• _提供レコード_
========================

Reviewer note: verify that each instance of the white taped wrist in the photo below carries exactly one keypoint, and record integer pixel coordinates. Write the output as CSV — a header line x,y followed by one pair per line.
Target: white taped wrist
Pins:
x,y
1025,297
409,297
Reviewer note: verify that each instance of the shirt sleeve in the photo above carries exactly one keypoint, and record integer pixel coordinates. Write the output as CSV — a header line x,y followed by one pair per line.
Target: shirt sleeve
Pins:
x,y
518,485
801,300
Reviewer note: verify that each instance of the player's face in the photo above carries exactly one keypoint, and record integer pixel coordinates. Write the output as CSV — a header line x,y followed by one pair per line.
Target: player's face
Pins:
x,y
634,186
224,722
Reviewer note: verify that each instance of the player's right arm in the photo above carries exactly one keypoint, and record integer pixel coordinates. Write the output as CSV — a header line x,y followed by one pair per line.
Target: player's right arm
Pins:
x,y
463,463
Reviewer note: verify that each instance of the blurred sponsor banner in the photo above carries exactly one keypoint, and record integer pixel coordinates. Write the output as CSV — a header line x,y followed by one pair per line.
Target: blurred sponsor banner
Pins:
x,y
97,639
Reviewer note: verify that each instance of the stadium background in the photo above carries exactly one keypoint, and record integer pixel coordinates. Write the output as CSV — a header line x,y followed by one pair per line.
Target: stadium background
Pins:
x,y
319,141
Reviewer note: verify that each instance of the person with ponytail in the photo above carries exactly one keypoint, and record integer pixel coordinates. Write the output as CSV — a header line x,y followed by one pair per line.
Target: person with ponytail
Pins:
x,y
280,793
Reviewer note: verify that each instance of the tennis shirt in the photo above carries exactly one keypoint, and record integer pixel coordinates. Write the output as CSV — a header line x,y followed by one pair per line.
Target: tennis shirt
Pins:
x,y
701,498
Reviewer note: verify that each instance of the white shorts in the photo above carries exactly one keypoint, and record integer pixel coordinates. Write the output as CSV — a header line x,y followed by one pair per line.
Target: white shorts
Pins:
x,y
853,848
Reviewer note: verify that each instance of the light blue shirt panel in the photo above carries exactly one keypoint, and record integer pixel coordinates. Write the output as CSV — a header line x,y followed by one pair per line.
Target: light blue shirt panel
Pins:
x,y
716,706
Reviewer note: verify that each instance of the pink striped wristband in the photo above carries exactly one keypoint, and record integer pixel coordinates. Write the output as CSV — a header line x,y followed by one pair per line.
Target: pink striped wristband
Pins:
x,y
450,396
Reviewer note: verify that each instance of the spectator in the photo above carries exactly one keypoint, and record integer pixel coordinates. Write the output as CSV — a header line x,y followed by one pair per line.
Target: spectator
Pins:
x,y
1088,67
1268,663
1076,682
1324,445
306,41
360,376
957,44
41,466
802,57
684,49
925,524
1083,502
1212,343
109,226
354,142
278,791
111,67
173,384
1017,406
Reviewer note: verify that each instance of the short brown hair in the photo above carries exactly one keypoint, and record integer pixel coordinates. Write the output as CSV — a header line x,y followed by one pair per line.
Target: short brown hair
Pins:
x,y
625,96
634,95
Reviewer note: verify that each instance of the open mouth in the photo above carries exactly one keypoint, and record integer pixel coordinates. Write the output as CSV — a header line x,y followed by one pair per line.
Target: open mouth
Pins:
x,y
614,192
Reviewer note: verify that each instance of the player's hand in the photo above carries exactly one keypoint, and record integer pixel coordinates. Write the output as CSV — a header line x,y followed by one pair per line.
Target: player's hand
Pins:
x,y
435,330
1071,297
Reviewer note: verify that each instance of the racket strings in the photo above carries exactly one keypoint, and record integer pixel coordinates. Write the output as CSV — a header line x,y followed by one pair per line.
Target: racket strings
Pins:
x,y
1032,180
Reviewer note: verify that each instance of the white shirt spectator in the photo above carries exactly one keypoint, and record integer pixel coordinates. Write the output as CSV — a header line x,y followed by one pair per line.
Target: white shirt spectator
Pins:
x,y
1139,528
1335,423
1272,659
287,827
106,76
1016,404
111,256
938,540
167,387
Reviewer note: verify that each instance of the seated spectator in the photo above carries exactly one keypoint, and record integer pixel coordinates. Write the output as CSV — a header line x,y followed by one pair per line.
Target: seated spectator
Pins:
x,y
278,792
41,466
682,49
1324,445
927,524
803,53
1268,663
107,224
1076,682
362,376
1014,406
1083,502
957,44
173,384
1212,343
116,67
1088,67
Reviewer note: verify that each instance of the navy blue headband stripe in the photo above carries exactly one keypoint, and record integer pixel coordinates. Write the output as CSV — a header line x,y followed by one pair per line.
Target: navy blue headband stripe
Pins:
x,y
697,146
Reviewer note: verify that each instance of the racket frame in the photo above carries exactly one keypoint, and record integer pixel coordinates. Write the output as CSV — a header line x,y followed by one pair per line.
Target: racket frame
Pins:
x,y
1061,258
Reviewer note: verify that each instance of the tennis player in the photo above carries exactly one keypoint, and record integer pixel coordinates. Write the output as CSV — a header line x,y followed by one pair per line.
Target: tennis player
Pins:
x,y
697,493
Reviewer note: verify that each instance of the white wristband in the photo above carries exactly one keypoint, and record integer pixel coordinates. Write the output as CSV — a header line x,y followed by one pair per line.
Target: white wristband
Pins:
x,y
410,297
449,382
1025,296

========================

• _小問_
「Reviewer note: verify that each instance of the racket frame」を含む行から始めてレコードの末尾で終わる範囲を、両端の行も含め、一字一句変えずにもう一度示してください。

• _正答_
Reviewer note: verify that each instance of the racket frame in the photo above carries exactly one keypoint, and record integer pixel coordinates. Write the output as CSV — a header line x,y followed by one pair per line.
Target: racket frame
Pins:
x,y
1061,258
Reviewer note: verify that each instance of the tennis player in the photo above carries exactly one keypoint, and record integer pixel coordinates. Write the output as CSV — a header line x,y followed by one pair per line.
Target: tennis player
Pins:
x,y
697,493
Reviewer note: verify that each instance of the white wristband in the photo above carries exactly one keypoint, and record integer pixel coordinates. Write the output as CSV — a header line x,y followed by one pair per line.
Target: white wristband
Pins:
x,y
410,297
449,382
1025,296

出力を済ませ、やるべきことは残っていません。